**SET PROBLEM**.
Collect every line in the entries below that contains the word "green".
[SUPPLIED RECORDS start]
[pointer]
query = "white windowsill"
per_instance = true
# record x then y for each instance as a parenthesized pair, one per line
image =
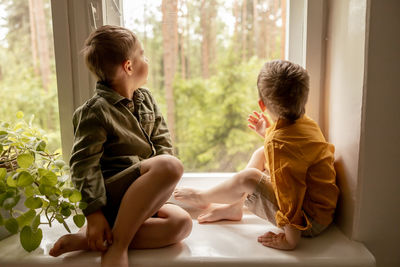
(223, 243)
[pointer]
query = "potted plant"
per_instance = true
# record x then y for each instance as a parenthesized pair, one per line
(35, 188)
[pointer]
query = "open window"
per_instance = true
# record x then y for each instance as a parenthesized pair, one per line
(206, 83)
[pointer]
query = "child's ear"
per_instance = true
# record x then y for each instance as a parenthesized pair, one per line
(262, 105)
(128, 66)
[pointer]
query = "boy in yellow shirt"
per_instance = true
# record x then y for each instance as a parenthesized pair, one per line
(291, 180)
(122, 159)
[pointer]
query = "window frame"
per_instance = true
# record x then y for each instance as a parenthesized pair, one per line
(73, 20)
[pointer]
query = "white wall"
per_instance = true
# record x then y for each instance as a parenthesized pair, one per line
(378, 224)
(362, 119)
(345, 42)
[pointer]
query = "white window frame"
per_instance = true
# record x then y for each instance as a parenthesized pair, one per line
(73, 20)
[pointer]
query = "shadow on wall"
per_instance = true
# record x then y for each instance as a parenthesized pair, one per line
(346, 202)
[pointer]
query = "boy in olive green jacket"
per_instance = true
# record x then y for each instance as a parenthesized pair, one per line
(121, 158)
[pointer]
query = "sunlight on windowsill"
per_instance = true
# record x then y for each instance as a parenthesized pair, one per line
(223, 243)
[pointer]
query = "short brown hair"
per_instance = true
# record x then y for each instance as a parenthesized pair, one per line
(283, 87)
(106, 48)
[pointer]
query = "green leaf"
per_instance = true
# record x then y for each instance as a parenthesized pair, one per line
(66, 227)
(24, 179)
(59, 218)
(10, 202)
(5, 195)
(33, 202)
(3, 134)
(36, 222)
(40, 146)
(47, 177)
(59, 163)
(3, 173)
(25, 160)
(26, 218)
(29, 191)
(11, 225)
(30, 239)
(3, 187)
(46, 189)
(82, 205)
(75, 196)
(79, 220)
(11, 181)
(67, 192)
(63, 178)
(66, 212)
(20, 114)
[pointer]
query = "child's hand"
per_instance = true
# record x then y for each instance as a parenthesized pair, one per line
(98, 231)
(273, 240)
(259, 123)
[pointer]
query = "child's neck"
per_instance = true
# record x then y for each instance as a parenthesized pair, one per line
(125, 89)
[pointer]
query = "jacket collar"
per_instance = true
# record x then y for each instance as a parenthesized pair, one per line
(113, 97)
(109, 94)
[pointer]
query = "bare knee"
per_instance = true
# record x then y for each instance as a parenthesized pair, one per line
(249, 179)
(180, 226)
(169, 166)
(259, 152)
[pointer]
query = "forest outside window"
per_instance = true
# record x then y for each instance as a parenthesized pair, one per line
(27, 67)
(204, 59)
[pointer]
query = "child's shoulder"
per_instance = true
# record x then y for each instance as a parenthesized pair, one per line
(93, 105)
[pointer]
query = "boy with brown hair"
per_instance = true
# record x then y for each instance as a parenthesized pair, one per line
(291, 180)
(121, 158)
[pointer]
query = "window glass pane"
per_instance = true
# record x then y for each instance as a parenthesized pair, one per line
(27, 67)
(204, 60)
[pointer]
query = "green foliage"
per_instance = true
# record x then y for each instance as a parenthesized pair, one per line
(30, 172)
(20, 80)
(212, 133)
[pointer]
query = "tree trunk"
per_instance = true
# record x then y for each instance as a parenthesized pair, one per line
(256, 39)
(244, 30)
(170, 45)
(42, 42)
(236, 30)
(205, 40)
(33, 38)
(182, 43)
(283, 30)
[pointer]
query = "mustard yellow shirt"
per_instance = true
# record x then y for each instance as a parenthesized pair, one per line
(300, 162)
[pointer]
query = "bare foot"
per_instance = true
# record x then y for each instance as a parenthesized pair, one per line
(114, 257)
(192, 197)
(68, 243)
(232, 212)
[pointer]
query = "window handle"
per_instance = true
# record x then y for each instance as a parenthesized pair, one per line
(116, 7)
(93, 9)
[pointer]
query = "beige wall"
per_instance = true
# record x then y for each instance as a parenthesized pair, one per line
(378, 224)
(362, 119)
(343, 97)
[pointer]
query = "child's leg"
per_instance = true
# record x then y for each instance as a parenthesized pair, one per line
(244, 183)
(142, 199)
(228, 192)
(70, 242)
(172, 225)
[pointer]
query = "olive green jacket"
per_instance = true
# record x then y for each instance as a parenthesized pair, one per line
(111, 134)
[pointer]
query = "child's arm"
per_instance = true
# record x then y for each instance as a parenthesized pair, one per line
(89, 137)
(285, 241)
(259, 123)
(160, 135)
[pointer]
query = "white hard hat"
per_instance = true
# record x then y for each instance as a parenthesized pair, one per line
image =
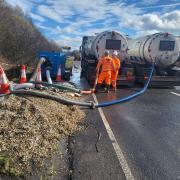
[SUPPLIED RECORDS end]
**THE RESULT**.
query = "boy in olive green jacket"
query = "green leaf"
query = "green foliage"
query = "olive green jacket"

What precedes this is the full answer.